### Exercise description
Go through the entries below from the first line and output each one exactly, up to and including the line with "TARGET: grassy meadow".

### Data shown
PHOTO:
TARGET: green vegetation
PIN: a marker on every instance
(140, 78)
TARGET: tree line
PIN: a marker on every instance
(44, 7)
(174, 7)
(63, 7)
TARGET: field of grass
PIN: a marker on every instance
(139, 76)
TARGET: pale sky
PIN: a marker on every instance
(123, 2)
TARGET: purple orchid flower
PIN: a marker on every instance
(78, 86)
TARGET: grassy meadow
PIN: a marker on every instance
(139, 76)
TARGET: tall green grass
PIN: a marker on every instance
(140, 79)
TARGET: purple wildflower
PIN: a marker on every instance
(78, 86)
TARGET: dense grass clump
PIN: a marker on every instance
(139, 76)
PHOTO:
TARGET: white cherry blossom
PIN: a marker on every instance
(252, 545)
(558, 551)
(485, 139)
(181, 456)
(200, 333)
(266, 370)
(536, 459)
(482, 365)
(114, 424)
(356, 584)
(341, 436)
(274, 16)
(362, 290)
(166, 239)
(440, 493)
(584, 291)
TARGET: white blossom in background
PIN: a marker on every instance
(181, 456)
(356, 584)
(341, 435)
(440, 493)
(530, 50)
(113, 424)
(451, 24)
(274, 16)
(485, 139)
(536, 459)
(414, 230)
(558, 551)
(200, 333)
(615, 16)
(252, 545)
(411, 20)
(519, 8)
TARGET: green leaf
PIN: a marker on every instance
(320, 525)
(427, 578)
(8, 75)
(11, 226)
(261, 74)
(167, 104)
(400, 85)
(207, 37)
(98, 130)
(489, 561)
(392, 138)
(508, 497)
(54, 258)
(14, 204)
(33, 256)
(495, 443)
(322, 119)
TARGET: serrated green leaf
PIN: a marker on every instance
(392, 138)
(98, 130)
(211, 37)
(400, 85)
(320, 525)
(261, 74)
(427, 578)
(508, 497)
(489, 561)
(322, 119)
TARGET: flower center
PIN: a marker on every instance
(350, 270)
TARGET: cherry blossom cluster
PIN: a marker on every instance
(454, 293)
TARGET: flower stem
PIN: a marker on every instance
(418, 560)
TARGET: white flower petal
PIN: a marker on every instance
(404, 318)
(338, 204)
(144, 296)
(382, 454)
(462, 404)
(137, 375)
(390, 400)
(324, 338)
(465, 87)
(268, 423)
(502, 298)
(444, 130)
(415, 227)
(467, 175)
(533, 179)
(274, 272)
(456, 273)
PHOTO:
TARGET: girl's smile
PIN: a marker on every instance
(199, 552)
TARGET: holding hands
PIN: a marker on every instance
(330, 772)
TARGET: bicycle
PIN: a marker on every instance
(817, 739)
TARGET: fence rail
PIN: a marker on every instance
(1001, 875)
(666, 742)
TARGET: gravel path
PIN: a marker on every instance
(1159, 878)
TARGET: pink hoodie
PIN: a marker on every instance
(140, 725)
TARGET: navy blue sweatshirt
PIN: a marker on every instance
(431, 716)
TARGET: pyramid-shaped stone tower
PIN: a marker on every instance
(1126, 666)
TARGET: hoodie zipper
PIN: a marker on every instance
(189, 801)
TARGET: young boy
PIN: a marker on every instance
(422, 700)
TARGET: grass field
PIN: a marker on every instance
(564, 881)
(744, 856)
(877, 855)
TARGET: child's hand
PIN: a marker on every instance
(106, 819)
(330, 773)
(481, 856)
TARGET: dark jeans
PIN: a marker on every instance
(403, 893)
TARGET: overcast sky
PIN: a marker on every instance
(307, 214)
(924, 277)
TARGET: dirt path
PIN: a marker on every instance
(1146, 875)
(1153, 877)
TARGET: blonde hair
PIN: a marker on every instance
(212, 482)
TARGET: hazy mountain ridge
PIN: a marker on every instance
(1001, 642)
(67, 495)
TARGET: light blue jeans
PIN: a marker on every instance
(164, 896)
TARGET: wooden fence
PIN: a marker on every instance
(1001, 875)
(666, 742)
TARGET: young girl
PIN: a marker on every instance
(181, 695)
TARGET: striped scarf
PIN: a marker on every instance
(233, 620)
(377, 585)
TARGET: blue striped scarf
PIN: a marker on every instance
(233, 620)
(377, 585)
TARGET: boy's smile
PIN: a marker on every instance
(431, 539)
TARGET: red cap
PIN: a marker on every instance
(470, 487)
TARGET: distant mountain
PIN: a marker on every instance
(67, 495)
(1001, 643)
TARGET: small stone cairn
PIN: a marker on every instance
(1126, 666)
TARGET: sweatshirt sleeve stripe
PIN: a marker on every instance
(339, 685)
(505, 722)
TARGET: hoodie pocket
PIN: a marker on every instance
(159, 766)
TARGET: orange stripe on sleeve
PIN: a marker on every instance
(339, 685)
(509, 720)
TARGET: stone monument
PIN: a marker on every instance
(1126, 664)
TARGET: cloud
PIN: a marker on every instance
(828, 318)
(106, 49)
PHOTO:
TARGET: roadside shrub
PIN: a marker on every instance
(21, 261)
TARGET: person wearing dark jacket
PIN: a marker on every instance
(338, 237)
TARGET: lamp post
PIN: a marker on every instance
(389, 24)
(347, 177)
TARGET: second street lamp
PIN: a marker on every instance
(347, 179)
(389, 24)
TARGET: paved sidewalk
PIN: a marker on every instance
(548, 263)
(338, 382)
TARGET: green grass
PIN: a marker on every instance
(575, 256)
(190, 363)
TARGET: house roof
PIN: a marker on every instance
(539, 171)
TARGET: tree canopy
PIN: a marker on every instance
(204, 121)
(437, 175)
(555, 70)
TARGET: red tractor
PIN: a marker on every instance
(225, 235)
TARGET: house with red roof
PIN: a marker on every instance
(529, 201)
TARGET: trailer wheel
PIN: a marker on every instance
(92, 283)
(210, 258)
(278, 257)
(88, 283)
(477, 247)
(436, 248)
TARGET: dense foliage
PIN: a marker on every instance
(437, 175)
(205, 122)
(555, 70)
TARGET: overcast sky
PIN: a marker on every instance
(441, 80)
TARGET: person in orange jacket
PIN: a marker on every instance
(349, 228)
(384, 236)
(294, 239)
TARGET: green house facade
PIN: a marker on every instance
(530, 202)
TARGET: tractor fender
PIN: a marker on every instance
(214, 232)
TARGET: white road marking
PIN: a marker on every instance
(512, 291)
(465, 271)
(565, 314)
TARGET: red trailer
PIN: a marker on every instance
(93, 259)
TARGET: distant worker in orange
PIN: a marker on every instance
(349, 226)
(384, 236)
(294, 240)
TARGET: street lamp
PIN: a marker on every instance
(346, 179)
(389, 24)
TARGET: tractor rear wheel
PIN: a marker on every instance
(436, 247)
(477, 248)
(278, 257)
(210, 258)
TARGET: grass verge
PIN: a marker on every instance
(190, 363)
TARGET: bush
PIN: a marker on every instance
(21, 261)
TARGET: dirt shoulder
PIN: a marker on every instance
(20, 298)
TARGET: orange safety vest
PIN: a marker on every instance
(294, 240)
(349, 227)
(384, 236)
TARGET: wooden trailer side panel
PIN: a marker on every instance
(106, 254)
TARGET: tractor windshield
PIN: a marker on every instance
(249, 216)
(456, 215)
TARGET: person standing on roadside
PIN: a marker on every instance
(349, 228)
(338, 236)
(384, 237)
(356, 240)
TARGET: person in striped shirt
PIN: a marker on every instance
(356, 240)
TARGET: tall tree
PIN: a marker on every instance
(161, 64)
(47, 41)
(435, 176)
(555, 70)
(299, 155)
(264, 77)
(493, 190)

### Answer to this problem
PHOTO:
TARGET: green vegetation
PIN: a marker on every instance
(140, 78)
TARGET: tree line
PIN: a marker on every instance
(44, 7)
(174, 7)
(63, 7)
TARGET: field of grass
PIN: a marker on every instance
(139, 76)
TARGET: pale sky
PIN: a marker on every instance
(123, 2)
TARGET: purple orchid flower
PIN: a marker on every instance
(78, 86)
TARGET: grassy meadow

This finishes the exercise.